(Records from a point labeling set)
——
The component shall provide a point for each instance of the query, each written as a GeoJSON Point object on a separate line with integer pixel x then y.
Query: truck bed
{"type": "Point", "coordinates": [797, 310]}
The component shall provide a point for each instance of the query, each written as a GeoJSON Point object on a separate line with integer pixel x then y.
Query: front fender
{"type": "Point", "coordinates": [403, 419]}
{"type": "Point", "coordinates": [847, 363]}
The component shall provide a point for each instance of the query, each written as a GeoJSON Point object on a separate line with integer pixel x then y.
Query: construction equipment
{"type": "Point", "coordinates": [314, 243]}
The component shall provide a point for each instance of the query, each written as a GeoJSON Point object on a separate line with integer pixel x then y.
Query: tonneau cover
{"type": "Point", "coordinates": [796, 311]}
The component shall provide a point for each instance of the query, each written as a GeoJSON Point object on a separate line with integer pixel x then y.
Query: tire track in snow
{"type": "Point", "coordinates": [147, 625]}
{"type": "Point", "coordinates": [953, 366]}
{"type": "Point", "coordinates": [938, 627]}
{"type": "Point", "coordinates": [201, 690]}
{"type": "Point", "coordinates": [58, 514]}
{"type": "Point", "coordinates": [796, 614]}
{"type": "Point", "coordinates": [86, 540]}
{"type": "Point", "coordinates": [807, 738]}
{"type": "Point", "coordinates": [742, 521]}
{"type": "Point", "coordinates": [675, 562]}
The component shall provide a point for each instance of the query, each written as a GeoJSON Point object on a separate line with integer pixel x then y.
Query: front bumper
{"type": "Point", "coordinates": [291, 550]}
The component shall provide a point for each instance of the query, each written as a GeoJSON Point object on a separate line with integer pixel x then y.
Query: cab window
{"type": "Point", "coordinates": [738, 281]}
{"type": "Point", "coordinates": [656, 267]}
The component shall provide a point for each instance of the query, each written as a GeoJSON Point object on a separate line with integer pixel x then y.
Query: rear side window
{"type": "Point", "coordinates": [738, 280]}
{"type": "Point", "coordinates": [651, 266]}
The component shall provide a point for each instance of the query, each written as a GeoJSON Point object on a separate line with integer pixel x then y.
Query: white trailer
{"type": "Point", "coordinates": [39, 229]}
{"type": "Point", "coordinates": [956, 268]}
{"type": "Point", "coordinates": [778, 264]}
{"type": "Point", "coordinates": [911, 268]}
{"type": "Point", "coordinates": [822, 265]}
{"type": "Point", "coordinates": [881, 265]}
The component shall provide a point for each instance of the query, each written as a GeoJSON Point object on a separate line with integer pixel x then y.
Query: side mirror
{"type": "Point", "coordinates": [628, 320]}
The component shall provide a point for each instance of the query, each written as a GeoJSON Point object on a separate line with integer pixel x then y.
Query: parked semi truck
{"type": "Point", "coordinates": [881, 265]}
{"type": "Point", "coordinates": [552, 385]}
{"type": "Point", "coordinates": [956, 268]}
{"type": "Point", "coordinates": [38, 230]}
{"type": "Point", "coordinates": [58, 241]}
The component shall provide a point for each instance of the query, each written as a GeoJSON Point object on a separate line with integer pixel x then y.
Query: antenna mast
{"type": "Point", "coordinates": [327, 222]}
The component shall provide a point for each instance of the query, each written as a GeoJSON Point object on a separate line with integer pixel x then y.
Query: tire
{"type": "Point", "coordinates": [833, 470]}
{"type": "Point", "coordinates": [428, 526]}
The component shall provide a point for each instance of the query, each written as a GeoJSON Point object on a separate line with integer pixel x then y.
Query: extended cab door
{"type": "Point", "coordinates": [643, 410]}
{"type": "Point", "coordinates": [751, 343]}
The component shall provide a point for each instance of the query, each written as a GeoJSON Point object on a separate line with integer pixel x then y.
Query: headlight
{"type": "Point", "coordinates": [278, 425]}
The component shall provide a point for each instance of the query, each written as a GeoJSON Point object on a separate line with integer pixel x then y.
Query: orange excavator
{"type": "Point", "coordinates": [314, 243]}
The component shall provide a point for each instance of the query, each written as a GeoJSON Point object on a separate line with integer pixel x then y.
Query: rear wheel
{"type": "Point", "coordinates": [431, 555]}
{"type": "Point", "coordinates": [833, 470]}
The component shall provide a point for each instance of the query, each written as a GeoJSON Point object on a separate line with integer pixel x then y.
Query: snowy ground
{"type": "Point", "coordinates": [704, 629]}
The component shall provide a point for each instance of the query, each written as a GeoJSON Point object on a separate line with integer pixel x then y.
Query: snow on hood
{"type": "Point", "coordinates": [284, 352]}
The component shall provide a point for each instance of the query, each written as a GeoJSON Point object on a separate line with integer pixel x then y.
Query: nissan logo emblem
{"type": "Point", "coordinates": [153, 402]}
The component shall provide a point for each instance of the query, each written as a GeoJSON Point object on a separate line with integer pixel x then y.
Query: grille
——
- [SHORT TASK]: Pick out and copy every line above that contains the string "side". Case counts.

- [RESULT BELOW]:
Query: rear side window
Query: side mirror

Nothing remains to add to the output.